▶ _ÜBUNGSTEXT_:
Grampositiv und gramnegativ
Der Eigenname Gram kennzeichnet eine Färbemethode, mit der Bakterien für die mikroskopische Untersuchung behandelt werden. Der dänische Bakteriologe Hans-Christian Gram (1853–1938) entwickelte dieses Verfahren zur Differenzierung von Bakterien. Entsprechend ihrer Zellwandstruktur können so zwei Gruppen von Bakterien unterschieden werden: grampositive und gramnegative Bakterien. Die Gramfärbung ist ein wichtiges Diagnoseinstrument für die Naturwissenschaft, Mikrobiologie und Infektiologie.
Schema der Zellwand von Bakterien: 1 grampositive Zellwand, 2 gramnegative Zellwand, 3 Mureinhülle (Peptidoglycan), 4 Plasmamembran, 5 Zytoplasma, 6 periplasmatischer Raum, 7 äußere Membran
Gramfärbung Nach Anfärbung der Bakterien mit einem basischen Farbstoff und durch Nachbehandlung mit Lugolscher Lösung wird ein Farbstoff-Iod-Komplex in den Bakterien gebildet. Dieser Farbkomplex ist nicht in Wasser, aber in Ethanol löslich. Aus gramnegativen Bakterien kann der Farbkomplex mit Ethanol entfernt werden. Dies funktioniert wegen der dickeren Zellwand nicht bei grampositiven Bakterien.
Grampositive Bakterien haben eine dicke, mehrschichtige Zellhülle (Mureinhülle), weshalb die Farblösung durch Alkohol nicht ausgewaschen wird. Da grampositive Bakterien nur eine einschichtige Zellwand haben, sind sie meist empfindlicher gegen Antibiotika, wehren sich aber mit sehr schnellen Efflux-Pumpen. Zu den grampositiven Bakterien gehören etwa Actino- und Streptomyces, Streptococcus, Enterococcus, Staphylococcus, Listeria, Bacillus, Clostridium und Lactobacillus.
Gramnegative Bakterien haben eine dünne einschichtige Mureinhülle mit einer zusätzlich aufgelagerten Lipidmembran, die durch Alkohol aufgelöst wird und zur Auswaschung der Farblösung führt. Zu den gramnegativen Bakterien gehören etwa Enterobakterien (Escherichia coli, Salmonella, Shigella, Klebsiella, Proteus, Enterobacter) sowie die Gattungen Pseudomonas, Legionella, Neisseria, Rickettsia und die Art Pasteurella multocida.
Methicillin wirkt nur gegen grampositive Keime (gramnegative Bakterien sind primär resistent) und wird nicht mehr therapeutisch eingesetzt. Stattdessen benutzt man Oxacillin, Dicloxacillin und Flucloxacillin, die injiziert und eingenommen werden können. Diese Antibiotika sind deutlich schwächer wirksam als Penicillin G und stimulieren zudem die Synthese von Betalactamasen (Penicillinasen), was die Mittel unwirksam machen kann.
Methicillin wird heute nur noch als Labormarker verwendet.

▶ _AUFGABE_: Übertrage den Satz „Dieser Farbkomplex ist nicht in Wasser, aber in Ethanol löslich.“ aus dem Text über die Gramfärbung ins Englische.

▶ _BEREITGESTELLTES MATERIAL_:
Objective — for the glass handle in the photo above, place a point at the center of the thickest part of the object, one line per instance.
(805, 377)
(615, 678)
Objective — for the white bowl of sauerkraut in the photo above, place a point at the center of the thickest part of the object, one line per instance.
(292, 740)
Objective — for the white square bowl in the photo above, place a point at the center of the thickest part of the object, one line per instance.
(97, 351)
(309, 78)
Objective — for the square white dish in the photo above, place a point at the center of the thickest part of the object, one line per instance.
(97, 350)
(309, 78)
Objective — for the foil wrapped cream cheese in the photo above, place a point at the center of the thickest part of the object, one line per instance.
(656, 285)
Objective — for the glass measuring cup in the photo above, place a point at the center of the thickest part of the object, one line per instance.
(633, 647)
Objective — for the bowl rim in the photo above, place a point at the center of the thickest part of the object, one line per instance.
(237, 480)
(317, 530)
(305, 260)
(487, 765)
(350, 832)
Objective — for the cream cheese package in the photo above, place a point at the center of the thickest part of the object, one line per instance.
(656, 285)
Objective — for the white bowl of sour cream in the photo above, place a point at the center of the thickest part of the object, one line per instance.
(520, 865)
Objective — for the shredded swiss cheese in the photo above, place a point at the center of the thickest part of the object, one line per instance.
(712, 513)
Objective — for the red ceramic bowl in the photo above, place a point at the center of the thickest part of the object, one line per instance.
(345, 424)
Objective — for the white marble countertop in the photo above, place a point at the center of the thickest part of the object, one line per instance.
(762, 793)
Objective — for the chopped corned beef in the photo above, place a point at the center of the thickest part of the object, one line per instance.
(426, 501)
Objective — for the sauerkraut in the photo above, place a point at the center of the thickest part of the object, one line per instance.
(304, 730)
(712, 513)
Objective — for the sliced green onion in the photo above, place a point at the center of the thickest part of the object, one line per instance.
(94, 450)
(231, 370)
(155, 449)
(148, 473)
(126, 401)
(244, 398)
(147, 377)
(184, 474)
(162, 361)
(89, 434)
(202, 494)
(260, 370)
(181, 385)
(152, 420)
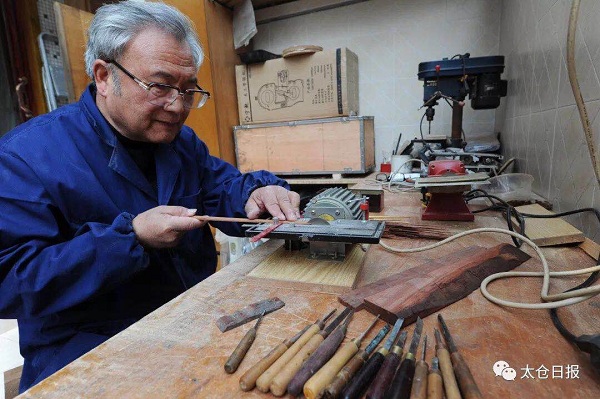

▶ _LÖSUNG_: This color complex is not soluble in water, but it is soluble in ethanol.